== Task ==
Will you write out, word for word, every line from the one with "Exercise. Mark the rocky" to the final line of the data below, with the pictures left out?

[BEGIN Exercise materials]

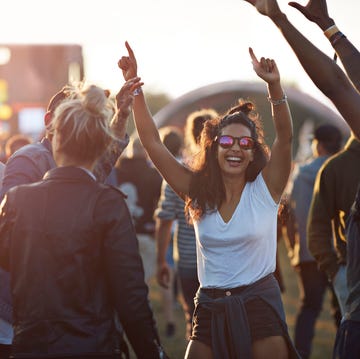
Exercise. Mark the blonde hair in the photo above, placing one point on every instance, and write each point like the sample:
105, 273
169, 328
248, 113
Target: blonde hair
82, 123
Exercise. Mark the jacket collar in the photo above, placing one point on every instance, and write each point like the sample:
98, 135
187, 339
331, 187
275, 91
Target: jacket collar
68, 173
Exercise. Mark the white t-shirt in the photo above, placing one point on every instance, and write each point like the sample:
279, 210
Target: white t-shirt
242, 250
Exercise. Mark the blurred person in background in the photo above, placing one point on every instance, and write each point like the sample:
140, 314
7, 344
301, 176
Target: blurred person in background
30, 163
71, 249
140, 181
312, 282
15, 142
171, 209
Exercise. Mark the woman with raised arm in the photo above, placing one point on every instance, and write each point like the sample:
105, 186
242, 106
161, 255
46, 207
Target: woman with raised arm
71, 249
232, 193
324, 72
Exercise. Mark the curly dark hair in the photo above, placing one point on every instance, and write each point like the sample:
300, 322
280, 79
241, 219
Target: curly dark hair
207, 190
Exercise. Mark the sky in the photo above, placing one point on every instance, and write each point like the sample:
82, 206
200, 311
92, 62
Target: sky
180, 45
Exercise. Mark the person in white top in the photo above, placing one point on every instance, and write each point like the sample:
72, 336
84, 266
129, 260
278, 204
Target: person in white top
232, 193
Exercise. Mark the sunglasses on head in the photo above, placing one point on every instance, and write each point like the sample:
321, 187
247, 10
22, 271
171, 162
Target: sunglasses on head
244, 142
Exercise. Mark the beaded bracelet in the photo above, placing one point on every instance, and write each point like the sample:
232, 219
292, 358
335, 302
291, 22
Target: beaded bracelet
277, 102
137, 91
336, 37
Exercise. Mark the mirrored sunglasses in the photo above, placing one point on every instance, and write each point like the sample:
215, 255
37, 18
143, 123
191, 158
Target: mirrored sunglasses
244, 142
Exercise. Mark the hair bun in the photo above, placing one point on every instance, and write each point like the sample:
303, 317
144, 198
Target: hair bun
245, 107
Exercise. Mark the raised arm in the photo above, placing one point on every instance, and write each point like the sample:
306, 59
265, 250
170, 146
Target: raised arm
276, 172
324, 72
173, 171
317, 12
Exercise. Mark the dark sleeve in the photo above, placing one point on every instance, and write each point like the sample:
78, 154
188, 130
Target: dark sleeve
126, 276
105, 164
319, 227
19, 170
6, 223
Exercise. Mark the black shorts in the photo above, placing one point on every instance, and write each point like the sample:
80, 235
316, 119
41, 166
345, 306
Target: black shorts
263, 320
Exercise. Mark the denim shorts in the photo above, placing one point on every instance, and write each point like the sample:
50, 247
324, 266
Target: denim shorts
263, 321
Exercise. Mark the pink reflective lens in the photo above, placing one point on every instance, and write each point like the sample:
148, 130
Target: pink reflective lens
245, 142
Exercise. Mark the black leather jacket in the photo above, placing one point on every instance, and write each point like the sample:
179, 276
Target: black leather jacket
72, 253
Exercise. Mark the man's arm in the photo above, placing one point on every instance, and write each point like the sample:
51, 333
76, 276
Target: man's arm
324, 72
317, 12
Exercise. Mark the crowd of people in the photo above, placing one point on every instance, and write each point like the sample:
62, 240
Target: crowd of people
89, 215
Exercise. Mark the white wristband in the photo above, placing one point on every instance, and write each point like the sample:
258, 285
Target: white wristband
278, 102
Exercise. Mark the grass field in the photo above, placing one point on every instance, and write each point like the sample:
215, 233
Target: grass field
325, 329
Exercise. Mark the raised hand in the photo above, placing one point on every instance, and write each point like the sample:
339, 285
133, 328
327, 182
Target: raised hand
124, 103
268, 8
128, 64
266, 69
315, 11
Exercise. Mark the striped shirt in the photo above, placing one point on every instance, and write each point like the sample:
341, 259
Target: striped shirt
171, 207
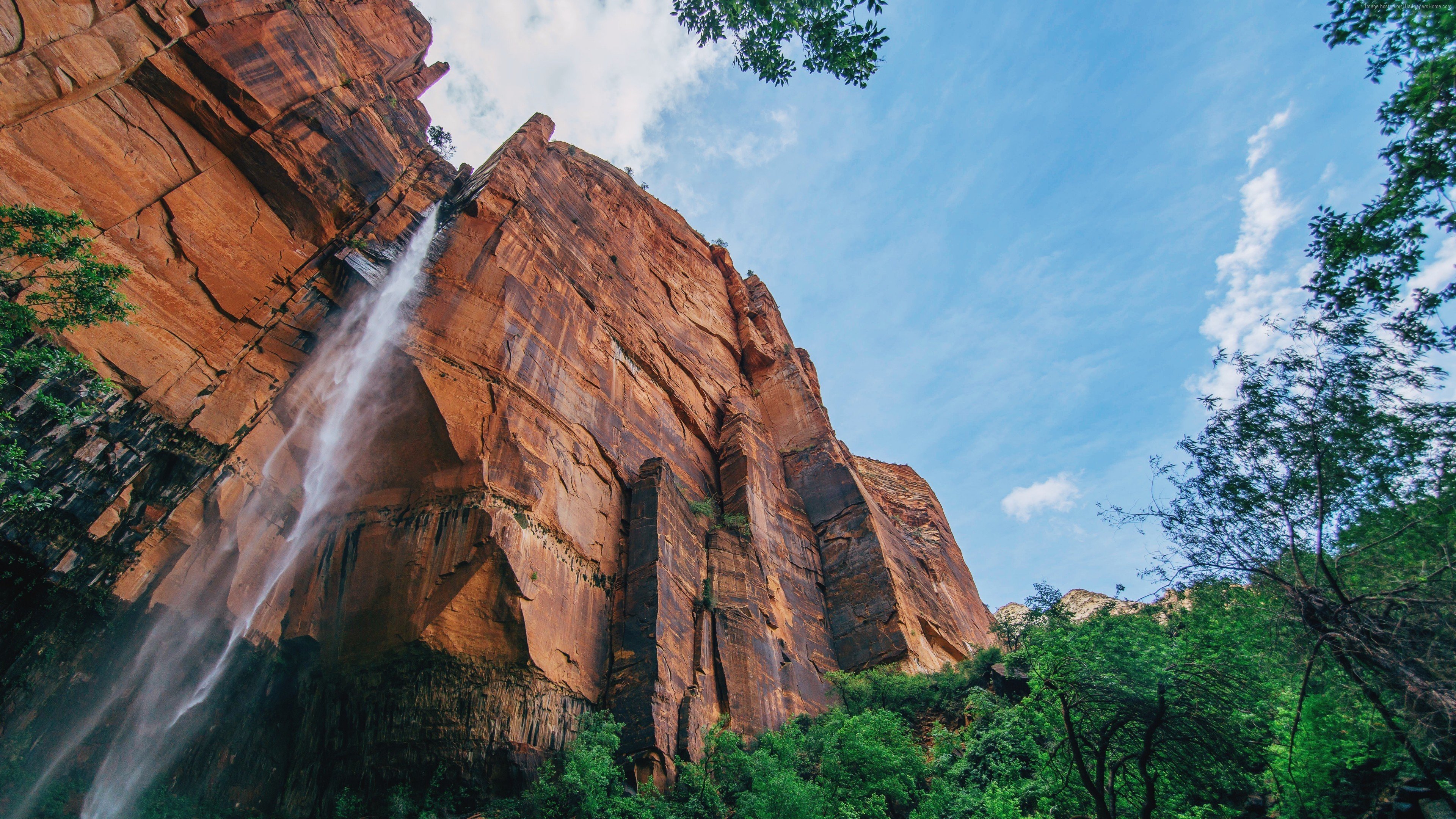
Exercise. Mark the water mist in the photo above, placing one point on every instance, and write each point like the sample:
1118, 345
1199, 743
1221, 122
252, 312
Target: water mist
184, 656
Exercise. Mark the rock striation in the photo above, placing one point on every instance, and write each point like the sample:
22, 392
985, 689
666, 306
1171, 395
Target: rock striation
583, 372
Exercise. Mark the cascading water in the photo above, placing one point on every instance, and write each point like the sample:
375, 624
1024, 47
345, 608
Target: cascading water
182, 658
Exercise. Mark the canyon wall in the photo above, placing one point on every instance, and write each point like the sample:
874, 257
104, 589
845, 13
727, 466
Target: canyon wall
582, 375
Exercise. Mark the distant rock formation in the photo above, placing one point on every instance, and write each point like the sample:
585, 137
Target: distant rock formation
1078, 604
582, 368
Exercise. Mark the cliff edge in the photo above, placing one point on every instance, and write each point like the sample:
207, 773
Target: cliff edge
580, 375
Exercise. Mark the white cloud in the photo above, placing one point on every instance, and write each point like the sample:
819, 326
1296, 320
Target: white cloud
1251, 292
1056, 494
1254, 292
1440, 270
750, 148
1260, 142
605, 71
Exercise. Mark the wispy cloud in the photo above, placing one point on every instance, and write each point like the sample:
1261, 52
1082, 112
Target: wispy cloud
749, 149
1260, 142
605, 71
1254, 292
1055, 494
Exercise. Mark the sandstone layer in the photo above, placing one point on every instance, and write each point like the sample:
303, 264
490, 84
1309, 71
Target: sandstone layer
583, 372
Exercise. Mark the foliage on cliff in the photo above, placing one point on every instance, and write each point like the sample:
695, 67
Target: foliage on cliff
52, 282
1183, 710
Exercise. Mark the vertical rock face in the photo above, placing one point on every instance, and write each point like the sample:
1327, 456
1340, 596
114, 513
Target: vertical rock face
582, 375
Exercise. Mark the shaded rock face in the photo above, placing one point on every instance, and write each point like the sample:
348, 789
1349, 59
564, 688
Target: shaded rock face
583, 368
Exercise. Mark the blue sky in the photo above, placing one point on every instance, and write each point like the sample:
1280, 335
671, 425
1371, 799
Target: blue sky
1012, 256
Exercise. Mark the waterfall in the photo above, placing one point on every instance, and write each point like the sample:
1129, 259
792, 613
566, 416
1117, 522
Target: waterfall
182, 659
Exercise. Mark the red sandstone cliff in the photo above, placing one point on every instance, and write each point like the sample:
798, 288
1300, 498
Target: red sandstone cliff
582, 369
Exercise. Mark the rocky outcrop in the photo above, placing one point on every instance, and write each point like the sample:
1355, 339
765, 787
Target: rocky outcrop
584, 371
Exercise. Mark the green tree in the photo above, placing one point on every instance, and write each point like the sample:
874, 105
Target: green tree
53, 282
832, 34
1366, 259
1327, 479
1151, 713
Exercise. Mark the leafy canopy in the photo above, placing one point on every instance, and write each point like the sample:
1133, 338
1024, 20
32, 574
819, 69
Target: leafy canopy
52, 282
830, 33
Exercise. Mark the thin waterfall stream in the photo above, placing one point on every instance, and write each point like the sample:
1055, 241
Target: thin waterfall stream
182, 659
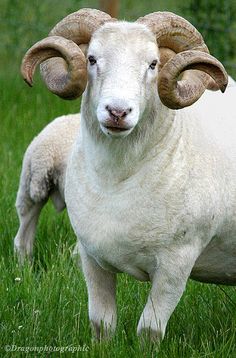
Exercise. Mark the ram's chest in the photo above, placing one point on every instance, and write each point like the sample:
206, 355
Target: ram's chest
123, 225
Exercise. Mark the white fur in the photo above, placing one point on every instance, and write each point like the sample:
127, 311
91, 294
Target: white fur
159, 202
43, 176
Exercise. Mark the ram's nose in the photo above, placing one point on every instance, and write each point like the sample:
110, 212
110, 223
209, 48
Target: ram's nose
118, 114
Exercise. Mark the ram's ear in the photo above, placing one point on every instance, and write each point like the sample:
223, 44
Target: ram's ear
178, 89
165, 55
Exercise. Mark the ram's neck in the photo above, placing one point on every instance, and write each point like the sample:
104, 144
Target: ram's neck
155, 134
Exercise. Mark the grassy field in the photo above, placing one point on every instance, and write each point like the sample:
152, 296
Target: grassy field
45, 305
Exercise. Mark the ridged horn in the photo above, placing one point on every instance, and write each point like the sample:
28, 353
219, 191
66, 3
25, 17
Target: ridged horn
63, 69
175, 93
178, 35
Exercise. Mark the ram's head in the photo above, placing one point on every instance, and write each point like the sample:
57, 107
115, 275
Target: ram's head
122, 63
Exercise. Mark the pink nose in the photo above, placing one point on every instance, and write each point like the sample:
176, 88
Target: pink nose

[END Exercise materials]

== Final result ==
Exercise. Mark the rocky outcrop in the photo above, placing one point on every instance, and write each point like the sample:
1355, 339
765, 787
Target: rocky outcrop
584, 371
Exercise. Mark the green tree in the photo above, placing one point on every instance, and write each point like the sample:
874, 105
Target: green tree
53, 282
832, 34
1366, 259
1327, 479
1151, 713
Exercise. Mark the leafy canopy in the photo above, placing one point on every instance, and write each point like the sample:
1133, 338
1024, 20
32, 574
819, 69
Target: leafy canopy
52, 282
830, 33
Exercise. Mark the thin waterfall stream in the photo above, placing one point on every instance, and write each point like the sample:
1055, 241
Target: thin waterfall stream
182, 659
Exercise. Mark the ram's chest in the photo above, placing one point on every instance, and write each point like the sample:
206, 355
Target: ram's chest
123, 225
Exercise. Mark the white fur in the photo above, placing one point on every instance, and write each point like the sample:
127, 311
91, 294
Target: white fur
159, 202
43, 176
Exercise. Mark the ram's nose in the photo above, placing one point on every instance, and write each point like the sample:
110, 212
110, 223
209, 48
Target: ram's nose
118, 114
Exercise. Mark the ram's ear in the photo above, placing one point on every instance, and write each point like the sample:
223, 44
Target: ram's ear
178, 89
165, 55
Exercise. Mark the ram's neck in the photo above, placing one point on every instance, and write each point like the sample:
104, 144
Target: ram's neck
155, 134
Exercise. Mark the grassy field in the photo above, placing one point on every instance, and write each point like the sample:
152, 296
Target: grassy field
45, 305
Exercise. Mark the ridged horn in the photo above, placing one point on every instance, and write each point like the sample:
28, 353
219, 191
66, 3
25, 17
Target: ridged horn
63, 69
175, 93
178, 35
Exercise. Mark the ram's head in the photo above, placing one point on every instance, and write each point like the sample:
57, 107
115, 275
Target: ram's head
122, 63
Exercise. Mark the pink nose in the photo above, placing one point on every instance, and write each point like the sample:
176, 88
Target: pink nose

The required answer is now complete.